Por hacer:
**A)** Según el fragmento, ¿qué hay delante del retrato del marqués de Remisa?
**B)** Usando solo el fragmento, explica qué relación tienen las obras y objetos descritos con la investigación del libro En busca del pueblo.

Cultura
¿Qué es el pueblo? Mirar el arte (y la vida) desde abajo
A través de 23 museos, Aurora Fernández Polanco y Pablo Martínez rastrean en ‘En busca del pueblo’ la dinámica extractiva de la modernidad europea, un fenómeno que alcanza nuestros días.
Delante del retrato del marqués de Remisa, el banquero español más importante del siglo XIX y dueño de las históricas minas de Riotinto, hay un escritorio de madera de caoba americana con decoraciones de madera de limoncillo de Ceilán. El detalle no es menor. Como tampoco lo es que una mesa tenga por patas a un hombre negro. O que un azucarero de cristal esté arrastrado, en forma de adorno, por figuras que representan a dos esclavos. Todas estas obras y objetos permanecen hoy expuestos en el Museo del Romanticismo, uno de los 23 museos públicos de Madrid que forman parte de la investigación realizada por Aurora Fernández Polanco y Pablo Martínez en el libro En busca del pueblo (Akal, 2025).

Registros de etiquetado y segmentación
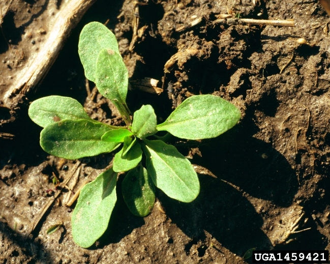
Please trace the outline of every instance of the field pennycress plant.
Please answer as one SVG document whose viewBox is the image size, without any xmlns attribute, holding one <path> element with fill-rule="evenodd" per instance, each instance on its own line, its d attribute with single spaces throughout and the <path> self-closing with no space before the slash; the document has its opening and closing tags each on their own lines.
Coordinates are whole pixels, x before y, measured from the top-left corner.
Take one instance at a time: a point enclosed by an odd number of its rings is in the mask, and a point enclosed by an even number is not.
<svg viewBox="0 0 330 264">
<path fill-rule="evenodd" d="M 122 193 L 128 208 L 136 216 L 150 213 L 156 187 L 185 202 L 198 195 L 199 182 L 191 164 L 174 146 L 160 140 L 157 132 L 167 131 L 187 139 L 215 137 L 234 126 L 241 113 L 225 100 L 204 95 L 187 99 L 162 124 L 157 125 L 149 105 L 142 105 L 132 116 L 126 102 L 128 72 L 114 35 L 103 24 L 90 23 L 81 33 L 78 51 L 86 78 L 117 108 L 126 126 L 94 120 L 76 100 L 62 96 L 35 101 L 28 114 L 44 128 L 42 148 L 54 156 L 76 159 L 122 147 L 114 156 L 113 166 L 82 189 L 73 212 L 73 239 L 87 248 L 107 228 L 117 199 L 118 172 L 128 171 Z M 145 164 L 141 162 L 143 155 Z"/>
</svg>

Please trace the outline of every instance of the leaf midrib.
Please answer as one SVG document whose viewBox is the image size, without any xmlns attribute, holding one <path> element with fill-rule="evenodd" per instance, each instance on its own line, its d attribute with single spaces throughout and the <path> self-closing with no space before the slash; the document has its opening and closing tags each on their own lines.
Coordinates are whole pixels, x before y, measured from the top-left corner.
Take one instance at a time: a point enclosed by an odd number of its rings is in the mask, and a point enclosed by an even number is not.
<svg viewBox="0 0 330 264">
<path fill-rule="evenodd" d="M 209 116 L 211 118 L 211 117 L 213 117 L 213 116 L 219 116 L 219 115 L 223 115 L 221 114 L 221 113 L 219 113 L 219 114 L 215 114 L 214 115 L 210 115 Z M 207 118 L 207 116 L 200 116 L 200 117 L 194 118 L 193 119 L 186 120 L 184 120 L 184 121 L 179 121 L 179 122 L 175 121 L 167 121 L 166 120 L 163 123 L 160 124 L 159 125 L 158 125 L 157 126 L 157 127 L 165 127 L 165 126 L 170 126 L 171 125 L 173 125 L 173 124 L 175 124 L 175 125 L 176 125 L 176 124 L 184 123 L 185 122 L 193 122 L 193 121 L 195 121 L 196 120 L 198 120 L 199 119 L 205 119 L 205 117 Z M 166 124 L 166 123 L 167 124 Z M 164 124 L 164 125 L 163 125 L 163 124 Z"/>
</svg>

Lista de soluciones:
**A)** Un escritorio de madera de caoba americana con decoraciones de madera de limoncillo de Ceilán.

**B)** Todas esas obras y objetos están expuestos hoy en el Museo del Romanticismo. Ese museo es uno de los 23 museos públicos de Madrid que forman parte de la investigación de Aurora Fernández Polanco y Pablo Martínez en ese libro.